**ÜBUNGSTEXT**.
Es ging dem Dirigenten Thomas Hennig in dem vier Kompositionen umfassenden Programm um Menschen, die verfolgt, vertrieben werden und sich ins Exil begeben müssen, bis heute. Vor allem in Hennigs eigenem Werk „Exil“, das zur Uraufführung kam, und in Arnold Schönbergs „Ein Überlebender aus Warschau“ von 1947. Die biblischen Texte, die Brahms für sein „Deutsches Requiem“ wählte, standen für den Menschen, dessen Suche nach Trost und Sinn im Leid kreisen. Zwei Pole als nahezu unauflösbares Rätsel. Im Brahms-Requiem, das keine liturgische Totenfeier ist, steht die Trauer und die Tröstung im Vordergrund, doch auch das Wissen um Erlösung. Mit diesem Werk wollte Hennig die furchtbaren und besorgniserregenden aktuellen Geschehnisse in Japan bedenken und gedachte sie in einer Schweigeminute zu Beginn mit Publikum und Mitwirkenden.

Während so manch anderer Dirigent mit behäbig breitem Zeitmaß Endzeitstimmung beschwört, setzt Thomas Hennig im Requiem auf lockere Tempi, darauf bedacht, hoffnungsfrohes ewiges Leben zu beschwören. Der Sinfonische Chor, die Solisten Christine Wolff, Sopran, Michael Adair, Bariton, sowie das Deutsche Filmorchester Babelsberg fügten sich eindrucksvoll in die froh stimmende, oft lichte Konzeption, obwohl die Musiker manchmal die Lautstärke hätten reduzieren müssen. Den Männerstimmen im Chor fehlte es dann teilweise an Kraft, sich gegenüber dem Orchesterapparat zu behaupten. Christine Wolff sang ihren Part mit makelloser Stimme. Stets traf sie den angemessenen Tonfall zwischen verhaltener Expressivität, Nachdenklichkeit und weltentrückter Verklärtheit. Zwar wurde man auch Michael Adairs stimmliche Qualitäten gewahr, doch blieb seine Gestaltung blass, ohne innere Beteiligung.

**VERFÜGBARE DATEN**.
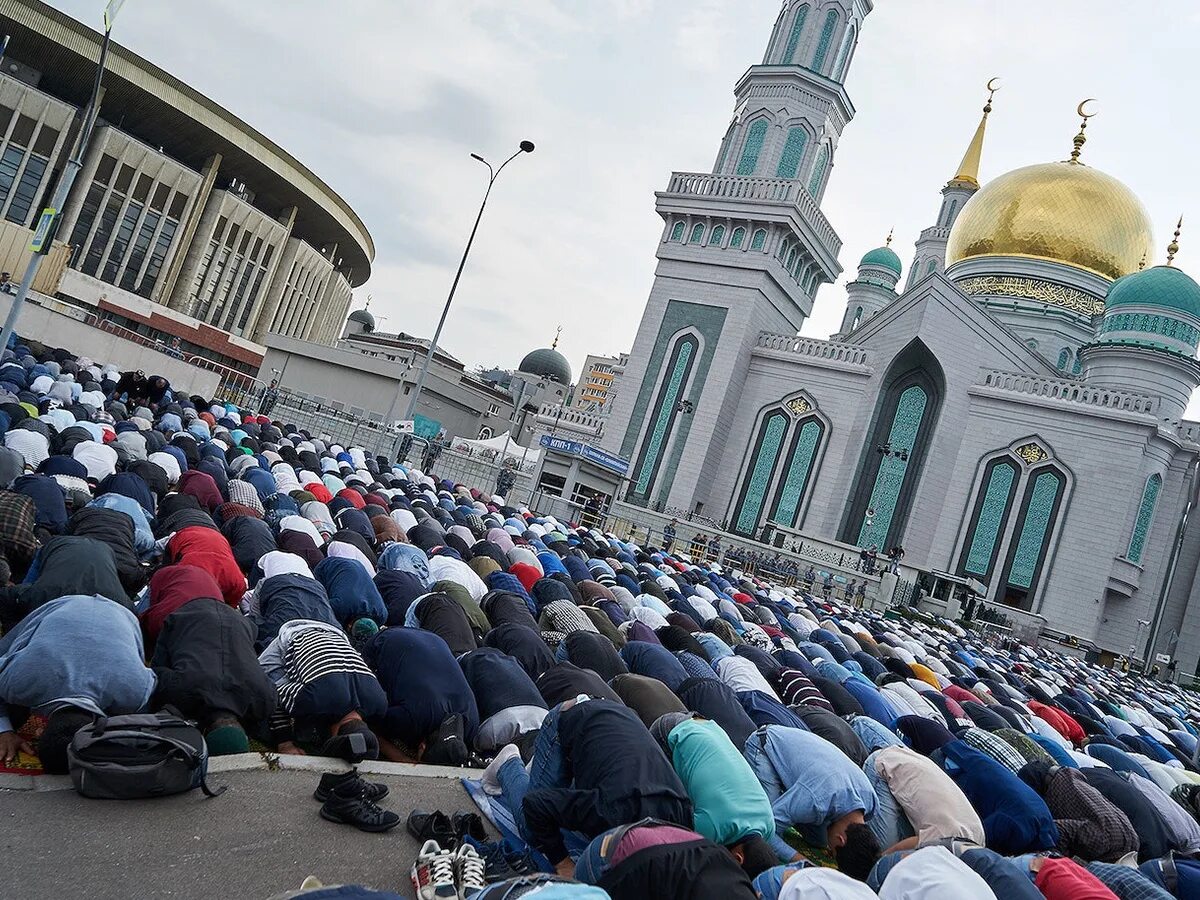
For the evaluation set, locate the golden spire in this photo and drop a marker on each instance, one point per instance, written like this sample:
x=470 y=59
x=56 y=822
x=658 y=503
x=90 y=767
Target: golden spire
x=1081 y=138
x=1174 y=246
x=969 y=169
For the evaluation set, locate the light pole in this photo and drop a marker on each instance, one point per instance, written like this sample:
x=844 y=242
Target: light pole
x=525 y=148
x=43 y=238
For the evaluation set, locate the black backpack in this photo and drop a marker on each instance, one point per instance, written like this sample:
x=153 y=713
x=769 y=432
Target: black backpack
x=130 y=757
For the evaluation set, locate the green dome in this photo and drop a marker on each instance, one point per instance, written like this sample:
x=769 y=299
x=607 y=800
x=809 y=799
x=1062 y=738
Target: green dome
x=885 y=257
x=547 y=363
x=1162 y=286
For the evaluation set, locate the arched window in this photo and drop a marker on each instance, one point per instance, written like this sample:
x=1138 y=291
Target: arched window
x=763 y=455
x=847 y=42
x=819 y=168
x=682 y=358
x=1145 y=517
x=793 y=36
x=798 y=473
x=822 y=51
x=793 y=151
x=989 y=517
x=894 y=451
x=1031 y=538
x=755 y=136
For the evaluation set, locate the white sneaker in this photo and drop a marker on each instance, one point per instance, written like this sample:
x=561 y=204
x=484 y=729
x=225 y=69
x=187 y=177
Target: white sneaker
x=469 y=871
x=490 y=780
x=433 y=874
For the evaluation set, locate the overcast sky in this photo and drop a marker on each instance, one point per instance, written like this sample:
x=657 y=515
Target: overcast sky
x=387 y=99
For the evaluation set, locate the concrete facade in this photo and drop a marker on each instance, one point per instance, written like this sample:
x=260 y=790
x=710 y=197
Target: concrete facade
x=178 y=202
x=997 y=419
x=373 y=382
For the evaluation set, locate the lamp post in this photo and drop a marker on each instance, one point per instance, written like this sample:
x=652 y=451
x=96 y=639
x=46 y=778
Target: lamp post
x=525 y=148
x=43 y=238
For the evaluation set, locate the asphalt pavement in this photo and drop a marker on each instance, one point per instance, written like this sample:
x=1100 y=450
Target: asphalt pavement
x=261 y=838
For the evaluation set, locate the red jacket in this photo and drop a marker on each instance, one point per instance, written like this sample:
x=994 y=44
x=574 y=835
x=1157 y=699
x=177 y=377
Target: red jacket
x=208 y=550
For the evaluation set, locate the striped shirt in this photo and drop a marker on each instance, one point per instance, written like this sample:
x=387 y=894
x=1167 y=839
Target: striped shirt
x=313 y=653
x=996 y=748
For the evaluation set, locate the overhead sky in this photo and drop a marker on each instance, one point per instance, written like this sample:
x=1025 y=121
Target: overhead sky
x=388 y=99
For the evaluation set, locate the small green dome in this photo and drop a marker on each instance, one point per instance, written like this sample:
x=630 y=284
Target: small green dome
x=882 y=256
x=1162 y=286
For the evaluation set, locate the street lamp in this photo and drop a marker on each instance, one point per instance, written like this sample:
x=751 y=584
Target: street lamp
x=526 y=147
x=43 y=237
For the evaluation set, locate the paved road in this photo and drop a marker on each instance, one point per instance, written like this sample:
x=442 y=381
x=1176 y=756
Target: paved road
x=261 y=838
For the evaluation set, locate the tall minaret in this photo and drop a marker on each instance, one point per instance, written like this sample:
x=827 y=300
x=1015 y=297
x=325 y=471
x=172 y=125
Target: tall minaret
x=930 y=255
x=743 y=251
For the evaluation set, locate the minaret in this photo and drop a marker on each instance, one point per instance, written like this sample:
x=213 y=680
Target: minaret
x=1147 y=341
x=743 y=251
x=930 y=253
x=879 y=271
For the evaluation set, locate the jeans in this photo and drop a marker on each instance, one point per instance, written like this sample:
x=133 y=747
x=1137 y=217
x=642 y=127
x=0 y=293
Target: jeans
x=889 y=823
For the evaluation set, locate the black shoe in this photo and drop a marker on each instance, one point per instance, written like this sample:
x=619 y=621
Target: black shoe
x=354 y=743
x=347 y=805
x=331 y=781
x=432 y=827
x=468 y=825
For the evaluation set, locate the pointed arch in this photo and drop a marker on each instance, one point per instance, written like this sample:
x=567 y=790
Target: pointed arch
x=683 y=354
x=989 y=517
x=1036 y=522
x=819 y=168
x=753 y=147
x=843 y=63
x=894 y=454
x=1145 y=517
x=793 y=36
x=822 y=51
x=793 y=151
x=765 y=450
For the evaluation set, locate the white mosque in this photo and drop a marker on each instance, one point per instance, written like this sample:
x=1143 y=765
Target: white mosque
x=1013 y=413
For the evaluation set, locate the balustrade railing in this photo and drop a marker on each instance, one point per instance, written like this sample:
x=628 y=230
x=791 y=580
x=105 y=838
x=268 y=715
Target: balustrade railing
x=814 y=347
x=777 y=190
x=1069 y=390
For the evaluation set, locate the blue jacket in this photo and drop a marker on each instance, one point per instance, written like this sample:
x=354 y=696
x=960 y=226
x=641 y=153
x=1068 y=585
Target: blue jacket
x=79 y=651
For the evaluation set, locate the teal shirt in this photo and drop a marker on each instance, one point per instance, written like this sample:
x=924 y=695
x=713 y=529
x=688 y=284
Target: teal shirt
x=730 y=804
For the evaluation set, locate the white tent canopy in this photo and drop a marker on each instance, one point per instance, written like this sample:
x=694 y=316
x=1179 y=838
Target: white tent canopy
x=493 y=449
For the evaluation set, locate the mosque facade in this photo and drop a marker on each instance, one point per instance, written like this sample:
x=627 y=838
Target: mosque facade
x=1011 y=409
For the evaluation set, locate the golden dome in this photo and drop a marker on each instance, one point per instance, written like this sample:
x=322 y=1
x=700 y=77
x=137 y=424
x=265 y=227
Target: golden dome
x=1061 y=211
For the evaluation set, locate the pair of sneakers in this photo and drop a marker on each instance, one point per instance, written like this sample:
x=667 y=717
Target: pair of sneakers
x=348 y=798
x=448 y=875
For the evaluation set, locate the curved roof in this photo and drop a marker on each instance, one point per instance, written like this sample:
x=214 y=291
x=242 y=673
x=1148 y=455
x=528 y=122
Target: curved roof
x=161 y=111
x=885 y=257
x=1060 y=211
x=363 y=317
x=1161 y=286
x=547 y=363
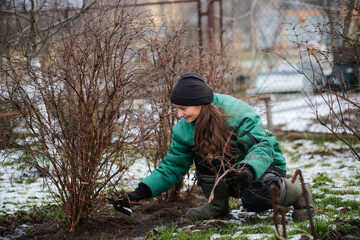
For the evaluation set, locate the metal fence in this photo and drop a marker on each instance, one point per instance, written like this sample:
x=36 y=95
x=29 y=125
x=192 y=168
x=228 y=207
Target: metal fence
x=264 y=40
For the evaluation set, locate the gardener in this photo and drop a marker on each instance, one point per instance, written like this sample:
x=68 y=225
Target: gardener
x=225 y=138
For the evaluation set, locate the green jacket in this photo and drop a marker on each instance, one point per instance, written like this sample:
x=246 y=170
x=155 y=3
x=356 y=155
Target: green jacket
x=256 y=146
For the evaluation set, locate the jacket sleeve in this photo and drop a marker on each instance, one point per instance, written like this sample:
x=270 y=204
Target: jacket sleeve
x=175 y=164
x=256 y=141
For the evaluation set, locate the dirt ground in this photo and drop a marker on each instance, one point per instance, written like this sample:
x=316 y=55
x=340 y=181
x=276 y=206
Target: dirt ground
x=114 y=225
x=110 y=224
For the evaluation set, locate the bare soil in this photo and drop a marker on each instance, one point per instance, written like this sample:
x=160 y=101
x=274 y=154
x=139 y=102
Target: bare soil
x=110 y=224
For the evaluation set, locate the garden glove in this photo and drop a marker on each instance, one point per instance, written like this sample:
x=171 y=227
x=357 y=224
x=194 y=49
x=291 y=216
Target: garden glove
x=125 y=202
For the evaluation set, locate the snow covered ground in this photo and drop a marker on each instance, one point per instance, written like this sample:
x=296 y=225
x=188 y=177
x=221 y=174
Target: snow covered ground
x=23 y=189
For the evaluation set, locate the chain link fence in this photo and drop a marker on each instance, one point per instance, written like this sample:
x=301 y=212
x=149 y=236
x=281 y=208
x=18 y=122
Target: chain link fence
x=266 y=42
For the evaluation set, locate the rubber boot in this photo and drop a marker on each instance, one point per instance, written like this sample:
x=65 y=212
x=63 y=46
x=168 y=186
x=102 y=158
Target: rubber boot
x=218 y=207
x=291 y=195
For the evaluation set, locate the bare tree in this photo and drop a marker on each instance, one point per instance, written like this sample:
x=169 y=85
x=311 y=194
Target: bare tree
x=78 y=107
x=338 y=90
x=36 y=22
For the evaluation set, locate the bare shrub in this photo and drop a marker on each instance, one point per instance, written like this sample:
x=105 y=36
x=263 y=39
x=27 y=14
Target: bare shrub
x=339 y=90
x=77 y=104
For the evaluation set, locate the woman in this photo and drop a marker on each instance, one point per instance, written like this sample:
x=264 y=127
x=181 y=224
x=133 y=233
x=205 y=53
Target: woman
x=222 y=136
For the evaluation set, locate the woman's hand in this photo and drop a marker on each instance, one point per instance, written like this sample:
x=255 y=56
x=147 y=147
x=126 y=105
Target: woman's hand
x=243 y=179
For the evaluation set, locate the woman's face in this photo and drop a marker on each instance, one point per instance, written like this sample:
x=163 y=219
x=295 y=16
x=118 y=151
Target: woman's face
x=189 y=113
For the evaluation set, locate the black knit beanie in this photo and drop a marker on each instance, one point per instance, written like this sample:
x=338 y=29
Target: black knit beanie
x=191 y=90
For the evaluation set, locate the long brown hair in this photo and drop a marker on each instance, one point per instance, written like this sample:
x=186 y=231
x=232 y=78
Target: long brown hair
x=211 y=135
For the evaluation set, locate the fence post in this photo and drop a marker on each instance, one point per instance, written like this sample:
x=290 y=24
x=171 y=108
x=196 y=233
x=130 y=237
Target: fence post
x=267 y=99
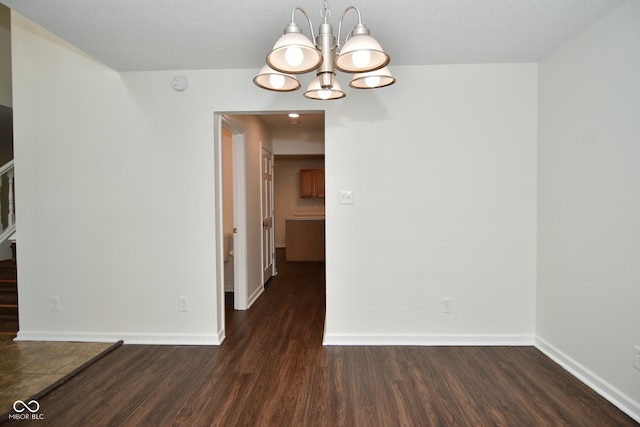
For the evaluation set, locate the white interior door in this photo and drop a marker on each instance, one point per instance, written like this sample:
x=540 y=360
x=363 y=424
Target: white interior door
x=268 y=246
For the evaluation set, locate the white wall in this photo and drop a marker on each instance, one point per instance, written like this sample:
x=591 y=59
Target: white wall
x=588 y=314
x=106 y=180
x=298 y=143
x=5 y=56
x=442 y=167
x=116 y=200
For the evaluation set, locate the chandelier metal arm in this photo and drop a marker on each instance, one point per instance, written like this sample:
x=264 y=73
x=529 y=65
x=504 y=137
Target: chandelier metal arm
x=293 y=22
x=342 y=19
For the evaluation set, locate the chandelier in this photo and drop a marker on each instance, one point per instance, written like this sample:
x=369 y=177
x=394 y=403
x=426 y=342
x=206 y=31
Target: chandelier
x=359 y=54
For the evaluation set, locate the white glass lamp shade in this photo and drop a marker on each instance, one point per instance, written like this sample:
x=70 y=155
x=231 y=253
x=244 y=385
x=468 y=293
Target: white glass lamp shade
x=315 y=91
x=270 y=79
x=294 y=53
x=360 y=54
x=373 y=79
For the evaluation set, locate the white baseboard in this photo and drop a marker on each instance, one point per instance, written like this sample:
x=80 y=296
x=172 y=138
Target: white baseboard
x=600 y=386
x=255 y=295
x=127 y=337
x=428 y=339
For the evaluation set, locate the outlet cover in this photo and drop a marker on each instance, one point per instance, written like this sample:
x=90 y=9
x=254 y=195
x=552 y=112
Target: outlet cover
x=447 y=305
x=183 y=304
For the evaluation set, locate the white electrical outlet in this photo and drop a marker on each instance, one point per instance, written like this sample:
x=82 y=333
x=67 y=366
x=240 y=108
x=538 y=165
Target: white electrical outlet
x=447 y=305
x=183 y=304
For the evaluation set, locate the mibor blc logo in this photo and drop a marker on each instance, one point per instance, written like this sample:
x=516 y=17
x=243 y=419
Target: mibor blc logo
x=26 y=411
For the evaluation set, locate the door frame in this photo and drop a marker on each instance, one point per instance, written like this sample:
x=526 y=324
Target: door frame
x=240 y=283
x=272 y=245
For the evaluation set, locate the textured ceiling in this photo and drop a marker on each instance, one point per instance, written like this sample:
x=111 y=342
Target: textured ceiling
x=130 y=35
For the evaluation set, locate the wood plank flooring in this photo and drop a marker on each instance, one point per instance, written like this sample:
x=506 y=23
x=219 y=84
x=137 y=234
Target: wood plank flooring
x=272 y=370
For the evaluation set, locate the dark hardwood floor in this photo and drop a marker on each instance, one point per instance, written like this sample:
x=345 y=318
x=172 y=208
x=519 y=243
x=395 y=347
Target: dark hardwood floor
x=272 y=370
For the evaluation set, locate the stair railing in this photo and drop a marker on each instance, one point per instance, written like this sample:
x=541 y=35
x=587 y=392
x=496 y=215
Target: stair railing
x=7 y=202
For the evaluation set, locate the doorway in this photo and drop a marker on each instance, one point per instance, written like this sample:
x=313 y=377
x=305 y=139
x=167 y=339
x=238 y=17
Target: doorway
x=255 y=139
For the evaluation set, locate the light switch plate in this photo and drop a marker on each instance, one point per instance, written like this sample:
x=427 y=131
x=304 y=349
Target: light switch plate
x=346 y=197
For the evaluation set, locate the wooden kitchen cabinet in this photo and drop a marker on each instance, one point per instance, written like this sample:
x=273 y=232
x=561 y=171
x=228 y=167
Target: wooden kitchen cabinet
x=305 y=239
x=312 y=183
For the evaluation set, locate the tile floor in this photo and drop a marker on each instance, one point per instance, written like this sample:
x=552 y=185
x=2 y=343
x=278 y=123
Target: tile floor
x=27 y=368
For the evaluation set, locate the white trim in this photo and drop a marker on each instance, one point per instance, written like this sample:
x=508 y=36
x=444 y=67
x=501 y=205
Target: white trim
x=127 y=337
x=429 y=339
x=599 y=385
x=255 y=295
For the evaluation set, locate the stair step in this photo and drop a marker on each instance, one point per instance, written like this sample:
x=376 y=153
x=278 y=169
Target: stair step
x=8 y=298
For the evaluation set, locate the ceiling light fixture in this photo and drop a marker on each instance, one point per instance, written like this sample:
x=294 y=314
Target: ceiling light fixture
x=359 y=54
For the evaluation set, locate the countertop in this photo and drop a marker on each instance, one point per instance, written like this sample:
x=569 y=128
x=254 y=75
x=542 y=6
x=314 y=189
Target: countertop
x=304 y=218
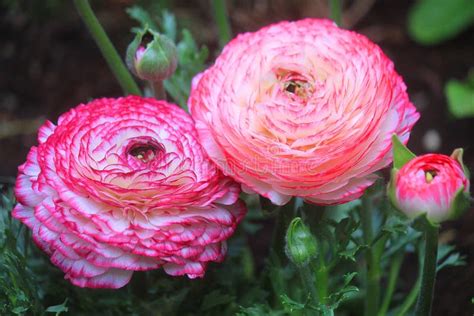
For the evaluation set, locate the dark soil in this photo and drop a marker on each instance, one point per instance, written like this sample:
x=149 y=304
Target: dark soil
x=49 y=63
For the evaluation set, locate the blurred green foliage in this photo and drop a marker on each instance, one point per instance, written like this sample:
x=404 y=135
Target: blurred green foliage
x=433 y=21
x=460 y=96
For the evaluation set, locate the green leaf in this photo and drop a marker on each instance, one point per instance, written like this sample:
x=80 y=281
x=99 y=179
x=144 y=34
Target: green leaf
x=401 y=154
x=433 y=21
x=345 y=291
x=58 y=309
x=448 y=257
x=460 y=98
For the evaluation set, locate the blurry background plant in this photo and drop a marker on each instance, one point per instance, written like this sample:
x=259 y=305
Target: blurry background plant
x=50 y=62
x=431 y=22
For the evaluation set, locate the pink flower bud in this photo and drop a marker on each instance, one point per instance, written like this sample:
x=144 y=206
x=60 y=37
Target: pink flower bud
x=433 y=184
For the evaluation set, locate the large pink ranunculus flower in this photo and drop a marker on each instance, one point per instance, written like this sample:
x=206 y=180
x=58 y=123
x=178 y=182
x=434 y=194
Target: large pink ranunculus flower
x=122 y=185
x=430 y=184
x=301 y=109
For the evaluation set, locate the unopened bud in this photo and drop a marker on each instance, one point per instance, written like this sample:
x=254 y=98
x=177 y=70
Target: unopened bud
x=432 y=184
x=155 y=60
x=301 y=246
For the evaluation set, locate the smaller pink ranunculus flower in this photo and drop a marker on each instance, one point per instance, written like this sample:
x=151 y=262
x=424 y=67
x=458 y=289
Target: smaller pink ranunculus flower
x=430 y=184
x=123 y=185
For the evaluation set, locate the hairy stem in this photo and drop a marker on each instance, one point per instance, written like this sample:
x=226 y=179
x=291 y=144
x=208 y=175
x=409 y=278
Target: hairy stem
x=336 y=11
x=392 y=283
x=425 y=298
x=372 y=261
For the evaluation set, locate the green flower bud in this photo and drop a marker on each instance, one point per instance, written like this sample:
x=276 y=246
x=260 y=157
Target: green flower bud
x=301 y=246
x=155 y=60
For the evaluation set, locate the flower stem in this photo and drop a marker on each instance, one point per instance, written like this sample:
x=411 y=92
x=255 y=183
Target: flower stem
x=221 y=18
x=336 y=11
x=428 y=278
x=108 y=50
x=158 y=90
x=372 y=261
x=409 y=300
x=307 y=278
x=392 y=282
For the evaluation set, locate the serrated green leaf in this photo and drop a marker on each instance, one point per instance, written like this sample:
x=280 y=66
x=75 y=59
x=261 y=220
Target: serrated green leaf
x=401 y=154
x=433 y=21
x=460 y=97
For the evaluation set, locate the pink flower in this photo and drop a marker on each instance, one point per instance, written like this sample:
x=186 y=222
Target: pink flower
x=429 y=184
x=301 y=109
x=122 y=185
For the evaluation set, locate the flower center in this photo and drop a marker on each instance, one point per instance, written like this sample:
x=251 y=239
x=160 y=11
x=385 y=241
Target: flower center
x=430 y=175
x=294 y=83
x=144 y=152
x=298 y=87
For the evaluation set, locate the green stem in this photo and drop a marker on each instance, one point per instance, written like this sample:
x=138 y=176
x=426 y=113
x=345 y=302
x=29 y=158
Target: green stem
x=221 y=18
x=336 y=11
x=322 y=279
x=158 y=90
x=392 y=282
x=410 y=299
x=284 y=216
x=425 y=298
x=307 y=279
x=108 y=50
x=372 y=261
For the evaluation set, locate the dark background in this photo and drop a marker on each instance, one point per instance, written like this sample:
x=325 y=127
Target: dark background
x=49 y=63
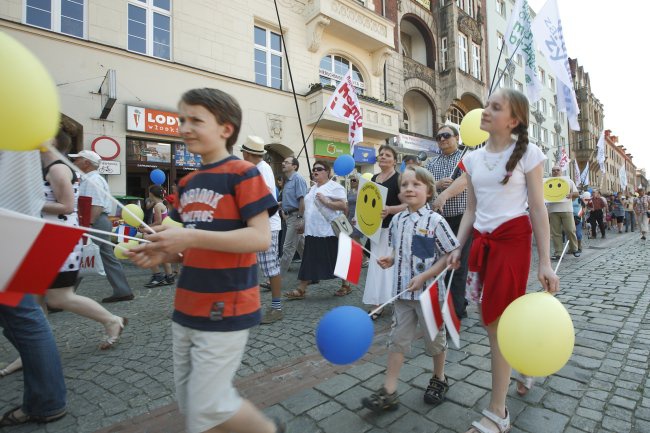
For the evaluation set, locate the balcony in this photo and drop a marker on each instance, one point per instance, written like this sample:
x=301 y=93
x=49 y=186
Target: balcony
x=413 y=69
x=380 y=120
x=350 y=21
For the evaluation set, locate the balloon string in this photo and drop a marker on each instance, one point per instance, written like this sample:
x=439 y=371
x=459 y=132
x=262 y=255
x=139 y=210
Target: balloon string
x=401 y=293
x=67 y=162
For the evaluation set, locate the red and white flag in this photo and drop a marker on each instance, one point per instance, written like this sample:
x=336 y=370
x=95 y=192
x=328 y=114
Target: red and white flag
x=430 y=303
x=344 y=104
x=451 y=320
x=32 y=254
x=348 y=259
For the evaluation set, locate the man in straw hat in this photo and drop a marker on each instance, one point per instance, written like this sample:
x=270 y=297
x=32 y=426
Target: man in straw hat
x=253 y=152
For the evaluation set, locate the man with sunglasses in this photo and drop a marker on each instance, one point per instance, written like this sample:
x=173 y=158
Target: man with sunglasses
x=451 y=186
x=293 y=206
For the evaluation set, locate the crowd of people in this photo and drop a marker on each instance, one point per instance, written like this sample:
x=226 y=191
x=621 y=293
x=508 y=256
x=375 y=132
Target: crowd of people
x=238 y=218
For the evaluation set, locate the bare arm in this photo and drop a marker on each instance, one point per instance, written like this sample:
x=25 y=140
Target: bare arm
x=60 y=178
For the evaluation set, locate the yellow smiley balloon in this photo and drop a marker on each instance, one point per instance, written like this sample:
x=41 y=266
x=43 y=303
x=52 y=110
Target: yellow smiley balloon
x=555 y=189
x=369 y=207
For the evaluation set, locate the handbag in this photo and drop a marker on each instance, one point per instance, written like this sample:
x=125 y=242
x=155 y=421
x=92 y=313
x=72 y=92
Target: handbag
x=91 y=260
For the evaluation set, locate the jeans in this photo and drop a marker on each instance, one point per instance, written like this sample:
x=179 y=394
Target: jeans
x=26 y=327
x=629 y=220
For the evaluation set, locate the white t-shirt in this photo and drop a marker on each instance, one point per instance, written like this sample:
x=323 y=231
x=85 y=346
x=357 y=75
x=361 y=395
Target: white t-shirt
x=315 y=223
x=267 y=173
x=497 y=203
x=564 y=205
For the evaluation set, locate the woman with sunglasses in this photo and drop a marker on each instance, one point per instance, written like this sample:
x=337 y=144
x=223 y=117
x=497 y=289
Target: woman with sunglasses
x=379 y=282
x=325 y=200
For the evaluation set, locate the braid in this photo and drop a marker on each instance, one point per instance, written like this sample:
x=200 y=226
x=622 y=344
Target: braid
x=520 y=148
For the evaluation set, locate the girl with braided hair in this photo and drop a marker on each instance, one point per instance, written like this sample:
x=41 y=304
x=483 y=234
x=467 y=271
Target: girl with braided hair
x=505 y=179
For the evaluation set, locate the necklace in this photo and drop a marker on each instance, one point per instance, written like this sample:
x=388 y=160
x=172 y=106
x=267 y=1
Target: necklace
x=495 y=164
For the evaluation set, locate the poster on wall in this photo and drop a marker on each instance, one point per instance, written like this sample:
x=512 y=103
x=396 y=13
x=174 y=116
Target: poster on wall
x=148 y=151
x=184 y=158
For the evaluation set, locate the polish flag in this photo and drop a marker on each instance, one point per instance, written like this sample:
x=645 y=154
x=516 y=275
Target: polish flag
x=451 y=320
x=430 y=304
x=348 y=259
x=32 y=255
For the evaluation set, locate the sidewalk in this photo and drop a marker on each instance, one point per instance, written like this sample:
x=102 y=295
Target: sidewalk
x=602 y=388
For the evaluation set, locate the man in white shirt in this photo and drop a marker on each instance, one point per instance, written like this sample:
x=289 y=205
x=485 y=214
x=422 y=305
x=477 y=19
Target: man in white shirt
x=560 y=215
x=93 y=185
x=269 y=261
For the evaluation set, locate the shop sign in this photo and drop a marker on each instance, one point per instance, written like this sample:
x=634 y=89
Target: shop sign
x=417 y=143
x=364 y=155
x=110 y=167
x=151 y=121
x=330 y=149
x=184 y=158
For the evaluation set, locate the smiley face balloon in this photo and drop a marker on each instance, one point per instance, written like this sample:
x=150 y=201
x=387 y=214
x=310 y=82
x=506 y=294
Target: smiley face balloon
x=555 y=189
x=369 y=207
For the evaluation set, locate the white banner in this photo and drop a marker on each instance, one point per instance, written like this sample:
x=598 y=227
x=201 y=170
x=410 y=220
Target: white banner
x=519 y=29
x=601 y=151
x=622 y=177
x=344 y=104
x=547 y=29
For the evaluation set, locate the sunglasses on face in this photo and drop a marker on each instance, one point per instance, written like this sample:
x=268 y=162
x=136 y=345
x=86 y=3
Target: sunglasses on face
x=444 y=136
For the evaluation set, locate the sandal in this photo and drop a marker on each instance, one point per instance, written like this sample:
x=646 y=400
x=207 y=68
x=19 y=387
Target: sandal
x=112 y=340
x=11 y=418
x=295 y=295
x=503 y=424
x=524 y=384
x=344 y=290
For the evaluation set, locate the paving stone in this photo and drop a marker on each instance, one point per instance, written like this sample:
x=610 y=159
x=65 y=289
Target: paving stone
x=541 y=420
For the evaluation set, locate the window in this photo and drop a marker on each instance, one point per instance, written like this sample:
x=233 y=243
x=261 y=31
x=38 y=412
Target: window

**AUFGABEN**.
a. Schreiben Sie einen Abschnitt der Konzertkritik wortgetreu ab. Beginnen Sie bei den Worten „Es ging dem“ und hören Sie nach den Worten „Publikum und Mitwirkenden.“ auf.
b. Führen Sie die Konzertkritik zu Hennigs Brahms-Requiem im Anschluss an ihren letzten Satz fort.

**LÖSUNGEN**.
a.
Es ging dem Dirigenten Thomas Hennig in dem vier Kompositionen umfassenden Programm um Menschen, die verfolgt, vertrieben werden und sich ins Exil begeben müssen, bis heute. Vor allem in Hennigs eigenem Werk „Exil“, das zur Uraufführung kam, und in Arnold Schönbergs „Ein Überlebender aus Warschau“ von 1947. Die biblischen Texte, die Brahms für sein „Deutsches Requiem“ wählte, standen für den Menschen, dessen Suche nach Trost und Sinn im Leid kreisen. Zwei Pole als nahezu unauflösbares Rätsel. Im Brahms-Requiem, das keine liturgische Totenfeier ist, steht die Trauer und die Tröstung im Vordergrund, doch auch das Wissen um Erlösung. Mit diesem Werk wollte Hennig die furchtbaren und besorgniserregenden aktuellen Geschehnisse in Japan bedenken und gedachte sie in einer Schweigeminute zu Beginn mit Publikum und Mitwirkenden.

b.
Eindringlich gestaltete dagegen der Schauspieler Jaron Löwenberg den Text in „Ein Überlebender aus Warschau“ von Arnold Schönberg, der vom Terror und den Mord an jüdischen Gefangenen während der NS-Zeit erzählt. Doch mitten in trostlosester Situation stimmen die Juden das althebräische „Sch’ma Jisrael“ an – eine letzte Bekräftigung ihrer Würde als Menschen. Thomas Hennig dirigierte das wenige Minuten dauernde grandiose Stück eindringlich. Das Babelsberger Filmorchester und auch die Herren der Singakademie nahmen das schnelle Tempo des Dirigenten auf und hielten das bewegende Werk stets im Fluss.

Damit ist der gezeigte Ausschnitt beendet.